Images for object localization
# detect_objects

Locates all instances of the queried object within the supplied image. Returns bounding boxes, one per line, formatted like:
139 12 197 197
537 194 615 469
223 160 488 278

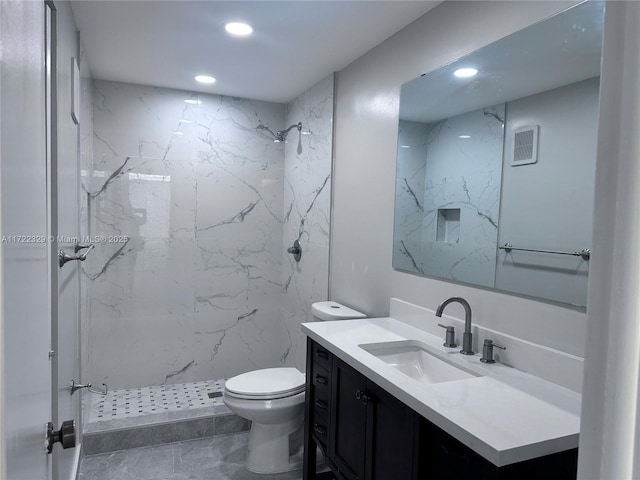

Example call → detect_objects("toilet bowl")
223 367 306 474
224 302 366 474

### Task to carry out
Repeat exactly, please: transcribe each entry and leave out the pictures.

### Response
# detect_objects

Locates all instances of the queried object within the supplied image. Returns bounding boxes, one per line, formatted like:
139 12 197 197
537 194 615 469
223 160 488 278


Example call → detect_objects("toilet bowl")
223 367 306 474
224 302 366 474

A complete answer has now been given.